**FRAGMENTO DE LA PÁGINA**.
■ ■ ■
Tales señalamientos profundos, inquietante, impregnan de principio a fin el relato construido por Loayza dejando, repito, que las imágenes, desvestidas en la ocasión del carácter meramente ilustrativo y/o decorativo al cual han quedado relegadas en un cine atiborrado de efectismos y apuros ayunos de finalidad dramática, magneticen el interés del espectador sumergiéndolo en la pantalla, rehuyendo coartar paralelamente su facultad de incisión crítica.
Resulta esencial para la sólida contextura figurativa de Utama el trabajo fotográfico de la uruguaya Barbara Álvarez, apartado por entero de las tentaciones paisajistas y centrada en hacer del contexto, del espacio entonces, un elemento esencial en el tramado de la atmósfera envolvente que acompaña a los personajes, interrelacionándose con estos y sus actitudes. Y lo propio ocurre con el tiempo gracias al igualmente preciso trabajo de montaje de su compatriota Fernando Epstein.
Desde luego es sorprendente la faena de los(as) protagonistas, todos(as) ellos(as) actores naturales, sobre todo la de José Calcina (Virginio) y Luisa Quispe (Sisa), sin desmerecer en absoluto la de Santos Choque (Clever), este último galardonado como mejor actor de reparto en el festival de cine de Beijing. La sólida credibilidad de sus composiciones aporta bastante más de un granito a la solidez del producto final y de seguro se debe a la guía de Freddy Chipana, transmitiendo su experiencia como dramaturgo y actor.
Cada palabra, cada encuadre, cada movimiento de cámara suman connotaciones y espesor al relato, al igual que los sonidos entremezclados de la música, los ecos lejanos de las conversaciones y los ruidos del medioambiente. Este, dije, ha sido víctima de una mayúscula desertificación, constatable en la ausencia de vegetación, en las incontables grietas de los terrenos aledaños a la cabaña de los protagonistas, en la agobiante sequedad de la tierra que se escurre, literalmente, de las manos.
De tal suerte queda probado que no existe necesidad alguna de copiar las fórmulas de tantísimas películas y series distópicas, plagadas de bulliciosos efectos especiales, que andan circulando por ahí, y que más bien desde aquí podemos aportar de forma contundente al desnudamiento de las atrocidades atribuibles al Antropoceno y sus amenazantes secuelas de extinción de la tierra cuya gravedad, de cara al porvenir de las generaciones futuras, continuamos desoyendo irresponsablemente.
En buenas cuentas Alejandro Loayza Grisi, contando, entre otros, con el aporte del Programa de Intervenciones Urbanas que, sería deseable no pase a ser un recuerdo pasajero, entrega un potente ejemplo de madurez y rigor estilístico sin desmedro, al mismo tiempo, de la naturalidad y desenvoltura narrativa. Para ser una obra totalmente redonda quizás hubiese sido aconsejable prescindir de la escena dedicada a visita del médico a Virginio, si bien esta es breve y alude a uno más de los cortocircuitos entre las dos cosmovisiones enfrentadas, y algún otro apunte igualmente prescindible. Al margen de esas pequeñas demasías, Utama es una valiosísima contribución a la filmografía nacional y, por ende, a la del mundo entero.
■ ■ ■
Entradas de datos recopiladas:
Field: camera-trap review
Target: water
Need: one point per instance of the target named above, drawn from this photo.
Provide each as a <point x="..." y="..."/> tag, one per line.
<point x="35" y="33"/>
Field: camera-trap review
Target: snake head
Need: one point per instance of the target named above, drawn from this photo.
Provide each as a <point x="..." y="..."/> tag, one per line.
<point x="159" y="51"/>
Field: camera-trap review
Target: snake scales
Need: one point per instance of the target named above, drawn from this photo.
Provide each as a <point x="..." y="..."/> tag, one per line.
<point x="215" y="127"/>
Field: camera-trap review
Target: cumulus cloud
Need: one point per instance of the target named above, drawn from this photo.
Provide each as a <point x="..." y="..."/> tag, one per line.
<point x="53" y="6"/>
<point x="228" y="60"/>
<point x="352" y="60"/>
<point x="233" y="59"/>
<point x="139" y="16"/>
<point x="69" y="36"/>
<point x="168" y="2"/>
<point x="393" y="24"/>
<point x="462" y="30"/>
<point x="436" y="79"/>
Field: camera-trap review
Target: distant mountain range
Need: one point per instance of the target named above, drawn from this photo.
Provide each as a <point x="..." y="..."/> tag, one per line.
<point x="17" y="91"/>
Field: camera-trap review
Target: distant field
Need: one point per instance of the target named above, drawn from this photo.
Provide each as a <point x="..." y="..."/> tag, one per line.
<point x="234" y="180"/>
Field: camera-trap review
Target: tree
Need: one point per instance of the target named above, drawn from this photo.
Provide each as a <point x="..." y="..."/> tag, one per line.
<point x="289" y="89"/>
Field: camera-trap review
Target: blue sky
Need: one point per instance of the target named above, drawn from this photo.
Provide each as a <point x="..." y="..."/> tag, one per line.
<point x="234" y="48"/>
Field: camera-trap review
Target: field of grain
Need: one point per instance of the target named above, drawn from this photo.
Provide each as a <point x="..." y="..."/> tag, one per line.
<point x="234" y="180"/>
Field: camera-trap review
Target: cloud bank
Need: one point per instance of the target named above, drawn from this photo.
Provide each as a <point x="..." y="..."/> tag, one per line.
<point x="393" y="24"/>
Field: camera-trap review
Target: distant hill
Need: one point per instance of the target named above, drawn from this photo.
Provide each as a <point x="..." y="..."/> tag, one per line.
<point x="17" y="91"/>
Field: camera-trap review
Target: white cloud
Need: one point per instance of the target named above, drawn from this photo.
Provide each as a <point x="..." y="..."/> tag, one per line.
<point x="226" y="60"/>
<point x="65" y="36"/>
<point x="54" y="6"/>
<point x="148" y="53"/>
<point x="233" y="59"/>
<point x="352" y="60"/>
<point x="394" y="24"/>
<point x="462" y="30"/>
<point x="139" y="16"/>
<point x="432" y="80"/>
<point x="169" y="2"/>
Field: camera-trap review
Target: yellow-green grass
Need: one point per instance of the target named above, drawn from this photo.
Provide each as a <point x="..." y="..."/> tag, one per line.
■ ■ ■
**PREGUNTAS**.
a. Según la reseña de Utama, ¿quién hizo el trabajo de montaje de la película?
b. Extrae sin cambios de la reseña de Utama todo lo que va desde "Resulta esencial para" hasta "compatriota Fernando Epstein.".
El listado no hace falta para nada de lo que se pide.

**RESPUESTAS**.
a. Fernando Epstein.

b.
Resulta esencial para la sólida contextura figurativa de Utama el trabajo fotográfico de la uruguaya Barbara Álvarez, apartado por entero de las tentaciones paisajistas y centrada en hacer del contexto, del espacio entonces, un elemento esencial en el tramado de la atmósfera envolvente que acompaña a los personajes, interrelacionándose con estos y sus actitudes. Y lo propio ocurre con el tiempo gracias al igualmente preciso trabajo de montaje de su compatriota Fernando Epstein.